WHAT THE TASK REQUIRES:
In the article on EPA deregulation, by what percentage would the 2024 rule have required new, high-capacity gas-fired plants to cut their carbon dioxide output?

PASSAGE FOR REVIEW:
- Opening Delimiter -

The 31 actions are part of what Environmental Protection Agency Administrator Lee Zeldin called "the greatest and most consequential day of deregulation in US history," as he promised to "unleash American energy" and "revitalize the American auto industry."
Among the most significant of them is revisiting a 2024 rule that requires coal-fired plants to eliminate nearly all their carbon emissions or commit to shutting down altogether, a cornerstone of former Democratic president Joe Biden's climate agenda.
Hailed by environmental groups as a "gamechanger," the regulations were set to take effect from 2032 and would have also required new, high capacity gas-fired plants to slash their carbon dioxide output by the same amount -- 90 percent -- achievable only through carbon capture technology.
The Biden administration estimated the rule would prevent 1.4 billion metric tons of carbon entering the atmosphere through the year 2047, equivalent to nearly one year of total greenhouse gas emissions from the power sector in 2022.
- 'Polluters are celebrating' -
"Corporate polluters are celebrating today because Trump's EPA just handed them a free pass to spew unlimited climate pollution, consequences be damned," said Charles Harper, of the nonprofit Evergreen Action.
President Trump has long dismissed climate change as a "scam" and his second administration has begun enacting sweeping staff cuts at the National Oceanic and Atmospheric Administration (NOAA), vital to the nation's climate research efforts.
The new deregulation package also targets stricter vehicle emissions standards set to come into force by 2027, which Trump has derided as an "electric vehicle mandate."
Another major move involves redefining what constitutes "waters of the United States" under the Clean Water Act.

- Closing Delimiter -

DATA EXTRACT:
- Opening Delimiter -

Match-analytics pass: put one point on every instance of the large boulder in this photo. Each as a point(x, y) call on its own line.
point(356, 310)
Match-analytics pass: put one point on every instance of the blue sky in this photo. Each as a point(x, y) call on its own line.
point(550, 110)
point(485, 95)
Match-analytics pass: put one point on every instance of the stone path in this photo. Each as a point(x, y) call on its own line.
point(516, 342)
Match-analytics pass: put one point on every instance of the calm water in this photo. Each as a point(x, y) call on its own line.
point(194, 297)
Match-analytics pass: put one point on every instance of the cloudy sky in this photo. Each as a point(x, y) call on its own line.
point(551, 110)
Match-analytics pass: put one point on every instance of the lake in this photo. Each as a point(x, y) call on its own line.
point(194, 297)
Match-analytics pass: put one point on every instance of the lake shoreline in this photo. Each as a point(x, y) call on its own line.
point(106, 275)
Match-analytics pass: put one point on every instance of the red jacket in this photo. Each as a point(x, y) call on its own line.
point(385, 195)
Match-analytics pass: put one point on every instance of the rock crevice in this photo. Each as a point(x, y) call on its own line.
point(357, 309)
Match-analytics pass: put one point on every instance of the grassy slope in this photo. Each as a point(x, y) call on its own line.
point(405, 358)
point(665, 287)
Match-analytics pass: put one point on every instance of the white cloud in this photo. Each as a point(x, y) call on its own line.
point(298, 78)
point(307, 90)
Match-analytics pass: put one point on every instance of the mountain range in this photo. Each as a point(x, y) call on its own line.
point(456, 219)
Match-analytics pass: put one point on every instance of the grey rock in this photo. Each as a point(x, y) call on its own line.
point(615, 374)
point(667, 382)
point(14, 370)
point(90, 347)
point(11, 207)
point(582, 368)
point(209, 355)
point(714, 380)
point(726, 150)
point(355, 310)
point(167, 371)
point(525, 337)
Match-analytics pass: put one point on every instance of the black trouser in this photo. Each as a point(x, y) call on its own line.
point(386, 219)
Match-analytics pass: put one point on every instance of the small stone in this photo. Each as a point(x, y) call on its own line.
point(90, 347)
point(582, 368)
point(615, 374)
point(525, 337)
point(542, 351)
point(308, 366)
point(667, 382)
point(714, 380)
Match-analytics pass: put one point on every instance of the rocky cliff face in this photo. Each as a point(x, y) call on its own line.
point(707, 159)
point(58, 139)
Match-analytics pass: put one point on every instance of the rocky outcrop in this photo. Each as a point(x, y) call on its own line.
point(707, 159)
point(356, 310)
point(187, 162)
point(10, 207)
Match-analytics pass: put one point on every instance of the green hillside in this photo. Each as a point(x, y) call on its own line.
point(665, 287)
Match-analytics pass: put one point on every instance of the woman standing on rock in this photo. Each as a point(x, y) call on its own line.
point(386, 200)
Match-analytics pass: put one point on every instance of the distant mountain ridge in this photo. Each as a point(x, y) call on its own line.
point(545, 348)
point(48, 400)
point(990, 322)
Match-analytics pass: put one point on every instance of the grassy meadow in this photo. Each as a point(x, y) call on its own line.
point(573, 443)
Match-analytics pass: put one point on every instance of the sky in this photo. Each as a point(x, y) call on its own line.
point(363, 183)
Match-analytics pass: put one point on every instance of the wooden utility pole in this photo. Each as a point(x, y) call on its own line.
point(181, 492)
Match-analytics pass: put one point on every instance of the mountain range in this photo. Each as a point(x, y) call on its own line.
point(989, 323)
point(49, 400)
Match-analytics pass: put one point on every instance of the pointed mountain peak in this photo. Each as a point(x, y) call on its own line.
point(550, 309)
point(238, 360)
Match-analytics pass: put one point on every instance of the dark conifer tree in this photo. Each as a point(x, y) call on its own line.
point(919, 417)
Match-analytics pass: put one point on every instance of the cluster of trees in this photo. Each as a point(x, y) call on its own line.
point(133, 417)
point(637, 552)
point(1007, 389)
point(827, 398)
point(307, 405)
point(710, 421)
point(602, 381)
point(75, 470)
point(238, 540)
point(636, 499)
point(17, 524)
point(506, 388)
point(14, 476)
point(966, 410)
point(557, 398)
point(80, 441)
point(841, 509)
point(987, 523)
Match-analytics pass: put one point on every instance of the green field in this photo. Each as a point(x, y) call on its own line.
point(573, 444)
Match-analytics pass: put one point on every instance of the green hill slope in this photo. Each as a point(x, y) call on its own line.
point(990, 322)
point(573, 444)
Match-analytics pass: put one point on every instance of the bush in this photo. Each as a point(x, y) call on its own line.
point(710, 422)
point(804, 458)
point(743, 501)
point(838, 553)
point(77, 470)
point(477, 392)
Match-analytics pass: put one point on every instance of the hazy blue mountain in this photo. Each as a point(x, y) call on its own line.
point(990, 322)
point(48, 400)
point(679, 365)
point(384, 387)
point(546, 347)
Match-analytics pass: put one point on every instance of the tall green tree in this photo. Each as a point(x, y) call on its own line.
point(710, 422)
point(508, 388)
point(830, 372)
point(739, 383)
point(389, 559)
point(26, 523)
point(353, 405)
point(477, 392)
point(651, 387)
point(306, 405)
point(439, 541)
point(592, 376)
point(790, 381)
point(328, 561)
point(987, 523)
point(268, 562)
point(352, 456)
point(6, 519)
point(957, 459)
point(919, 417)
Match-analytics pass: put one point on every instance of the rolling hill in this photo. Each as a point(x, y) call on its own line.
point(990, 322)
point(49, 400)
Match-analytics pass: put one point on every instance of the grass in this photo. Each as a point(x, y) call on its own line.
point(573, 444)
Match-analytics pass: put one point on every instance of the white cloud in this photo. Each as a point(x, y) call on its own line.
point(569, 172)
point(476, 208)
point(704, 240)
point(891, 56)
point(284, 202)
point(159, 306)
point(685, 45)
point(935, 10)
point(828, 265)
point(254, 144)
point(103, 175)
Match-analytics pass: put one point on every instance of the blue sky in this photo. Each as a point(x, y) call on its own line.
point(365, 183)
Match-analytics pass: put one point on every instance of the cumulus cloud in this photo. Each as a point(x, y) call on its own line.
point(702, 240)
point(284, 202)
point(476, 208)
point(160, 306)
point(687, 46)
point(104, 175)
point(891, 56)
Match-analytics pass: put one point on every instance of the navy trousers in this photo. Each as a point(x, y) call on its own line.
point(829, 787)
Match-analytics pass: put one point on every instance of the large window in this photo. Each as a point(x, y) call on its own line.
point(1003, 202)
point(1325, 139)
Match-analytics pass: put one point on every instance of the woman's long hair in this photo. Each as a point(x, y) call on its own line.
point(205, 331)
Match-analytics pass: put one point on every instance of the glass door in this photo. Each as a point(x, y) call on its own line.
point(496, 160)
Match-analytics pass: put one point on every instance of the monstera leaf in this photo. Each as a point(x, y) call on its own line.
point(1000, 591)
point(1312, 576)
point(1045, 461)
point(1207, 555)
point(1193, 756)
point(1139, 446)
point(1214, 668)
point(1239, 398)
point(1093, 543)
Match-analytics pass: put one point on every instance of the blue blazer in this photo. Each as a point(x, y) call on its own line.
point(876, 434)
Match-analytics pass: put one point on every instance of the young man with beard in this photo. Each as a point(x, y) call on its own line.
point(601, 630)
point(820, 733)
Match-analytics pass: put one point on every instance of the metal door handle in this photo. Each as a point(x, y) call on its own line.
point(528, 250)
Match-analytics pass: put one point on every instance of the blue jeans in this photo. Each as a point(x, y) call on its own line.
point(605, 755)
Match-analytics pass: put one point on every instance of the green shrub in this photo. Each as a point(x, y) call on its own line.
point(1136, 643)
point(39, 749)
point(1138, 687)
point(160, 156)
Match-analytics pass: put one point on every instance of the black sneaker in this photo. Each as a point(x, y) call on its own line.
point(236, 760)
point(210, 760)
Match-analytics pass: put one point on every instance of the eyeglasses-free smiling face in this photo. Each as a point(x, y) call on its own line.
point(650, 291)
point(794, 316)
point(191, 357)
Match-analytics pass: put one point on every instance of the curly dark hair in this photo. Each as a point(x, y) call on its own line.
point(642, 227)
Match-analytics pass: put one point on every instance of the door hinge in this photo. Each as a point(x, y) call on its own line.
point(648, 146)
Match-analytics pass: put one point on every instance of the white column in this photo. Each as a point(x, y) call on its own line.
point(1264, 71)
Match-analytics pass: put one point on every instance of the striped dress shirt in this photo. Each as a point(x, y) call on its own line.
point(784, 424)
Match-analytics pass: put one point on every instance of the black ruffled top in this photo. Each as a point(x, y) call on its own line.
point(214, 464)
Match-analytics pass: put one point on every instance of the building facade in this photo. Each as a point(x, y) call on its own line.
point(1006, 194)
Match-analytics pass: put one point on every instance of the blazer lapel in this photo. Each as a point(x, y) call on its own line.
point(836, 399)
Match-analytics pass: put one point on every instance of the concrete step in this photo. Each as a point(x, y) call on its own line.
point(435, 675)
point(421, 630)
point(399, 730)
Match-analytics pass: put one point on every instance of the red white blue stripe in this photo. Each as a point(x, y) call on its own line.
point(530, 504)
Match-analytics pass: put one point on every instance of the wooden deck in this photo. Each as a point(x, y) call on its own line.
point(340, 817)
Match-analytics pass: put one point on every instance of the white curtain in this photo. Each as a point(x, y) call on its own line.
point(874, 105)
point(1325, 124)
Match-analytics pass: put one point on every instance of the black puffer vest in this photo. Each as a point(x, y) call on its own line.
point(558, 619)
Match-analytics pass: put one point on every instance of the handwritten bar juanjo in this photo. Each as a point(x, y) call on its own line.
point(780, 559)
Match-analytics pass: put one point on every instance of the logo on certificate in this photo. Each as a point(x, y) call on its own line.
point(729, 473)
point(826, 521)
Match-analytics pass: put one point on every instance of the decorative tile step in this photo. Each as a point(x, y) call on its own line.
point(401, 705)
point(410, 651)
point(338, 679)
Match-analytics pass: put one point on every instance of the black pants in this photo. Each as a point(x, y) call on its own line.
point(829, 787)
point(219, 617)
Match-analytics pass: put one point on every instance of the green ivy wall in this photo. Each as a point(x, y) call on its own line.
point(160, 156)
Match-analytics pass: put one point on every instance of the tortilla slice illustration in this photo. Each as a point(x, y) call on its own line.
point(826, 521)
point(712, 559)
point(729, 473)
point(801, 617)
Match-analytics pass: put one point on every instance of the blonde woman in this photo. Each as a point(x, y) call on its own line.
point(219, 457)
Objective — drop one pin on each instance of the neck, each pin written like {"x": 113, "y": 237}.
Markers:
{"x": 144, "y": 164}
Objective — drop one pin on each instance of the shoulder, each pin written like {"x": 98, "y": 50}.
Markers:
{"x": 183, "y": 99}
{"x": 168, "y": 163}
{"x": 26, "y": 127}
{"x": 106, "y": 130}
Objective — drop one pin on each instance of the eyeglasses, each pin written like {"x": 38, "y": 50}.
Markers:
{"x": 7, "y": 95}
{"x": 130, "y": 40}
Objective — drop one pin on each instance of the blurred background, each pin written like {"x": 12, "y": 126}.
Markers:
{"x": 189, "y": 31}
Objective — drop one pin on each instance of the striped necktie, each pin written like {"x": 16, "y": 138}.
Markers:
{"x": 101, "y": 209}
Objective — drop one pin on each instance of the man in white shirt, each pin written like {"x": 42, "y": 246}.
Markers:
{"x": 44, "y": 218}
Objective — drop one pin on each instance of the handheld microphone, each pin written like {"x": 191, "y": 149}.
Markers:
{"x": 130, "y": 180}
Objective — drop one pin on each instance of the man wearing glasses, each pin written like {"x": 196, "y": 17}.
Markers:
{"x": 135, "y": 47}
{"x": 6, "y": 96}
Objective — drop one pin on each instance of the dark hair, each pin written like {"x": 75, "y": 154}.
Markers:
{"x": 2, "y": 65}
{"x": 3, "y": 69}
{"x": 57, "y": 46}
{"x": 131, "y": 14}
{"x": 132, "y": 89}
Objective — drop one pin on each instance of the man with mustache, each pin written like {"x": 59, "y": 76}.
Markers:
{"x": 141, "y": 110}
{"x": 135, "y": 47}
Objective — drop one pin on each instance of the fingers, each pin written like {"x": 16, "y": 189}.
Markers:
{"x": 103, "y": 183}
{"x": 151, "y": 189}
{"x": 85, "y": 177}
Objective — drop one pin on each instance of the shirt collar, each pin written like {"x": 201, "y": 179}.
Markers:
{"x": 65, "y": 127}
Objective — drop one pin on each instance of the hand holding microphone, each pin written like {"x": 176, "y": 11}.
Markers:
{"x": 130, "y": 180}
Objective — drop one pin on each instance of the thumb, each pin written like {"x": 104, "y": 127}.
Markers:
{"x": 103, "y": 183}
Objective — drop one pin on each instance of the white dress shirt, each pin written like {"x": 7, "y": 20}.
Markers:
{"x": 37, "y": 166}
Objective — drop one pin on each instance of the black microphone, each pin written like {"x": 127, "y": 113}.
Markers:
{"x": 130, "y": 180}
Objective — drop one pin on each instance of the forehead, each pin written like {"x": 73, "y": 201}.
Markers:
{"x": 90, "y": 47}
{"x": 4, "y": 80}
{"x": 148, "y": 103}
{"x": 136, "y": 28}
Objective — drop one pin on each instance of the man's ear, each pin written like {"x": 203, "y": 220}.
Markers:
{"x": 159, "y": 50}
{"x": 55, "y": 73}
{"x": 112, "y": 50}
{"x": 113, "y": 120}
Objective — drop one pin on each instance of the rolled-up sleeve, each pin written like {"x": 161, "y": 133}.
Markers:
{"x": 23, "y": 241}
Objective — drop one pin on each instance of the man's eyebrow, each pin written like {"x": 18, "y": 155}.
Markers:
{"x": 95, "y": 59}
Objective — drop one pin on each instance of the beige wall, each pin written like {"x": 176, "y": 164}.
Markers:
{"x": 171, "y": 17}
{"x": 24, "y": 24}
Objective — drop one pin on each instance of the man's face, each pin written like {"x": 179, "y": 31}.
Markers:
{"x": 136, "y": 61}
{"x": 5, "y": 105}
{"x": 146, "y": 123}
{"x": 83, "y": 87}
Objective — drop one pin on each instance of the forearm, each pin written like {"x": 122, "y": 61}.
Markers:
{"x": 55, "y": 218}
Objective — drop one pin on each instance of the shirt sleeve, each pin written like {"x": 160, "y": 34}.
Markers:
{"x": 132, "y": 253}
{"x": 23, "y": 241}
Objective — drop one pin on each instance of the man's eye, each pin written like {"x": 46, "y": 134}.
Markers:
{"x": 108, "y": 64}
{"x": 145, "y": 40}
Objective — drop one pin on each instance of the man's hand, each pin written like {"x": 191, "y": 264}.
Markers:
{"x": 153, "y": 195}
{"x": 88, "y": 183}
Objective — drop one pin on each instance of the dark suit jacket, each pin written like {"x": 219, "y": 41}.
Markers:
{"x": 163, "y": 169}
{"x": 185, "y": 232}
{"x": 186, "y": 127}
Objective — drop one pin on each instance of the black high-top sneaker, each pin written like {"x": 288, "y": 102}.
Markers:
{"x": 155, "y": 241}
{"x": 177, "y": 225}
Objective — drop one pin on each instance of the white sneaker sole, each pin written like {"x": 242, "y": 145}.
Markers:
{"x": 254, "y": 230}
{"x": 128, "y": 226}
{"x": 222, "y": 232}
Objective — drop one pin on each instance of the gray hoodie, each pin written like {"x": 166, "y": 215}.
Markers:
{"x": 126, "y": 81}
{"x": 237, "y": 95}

- Closing Delimiter -

EXERCISE OUTPUT:
90 percent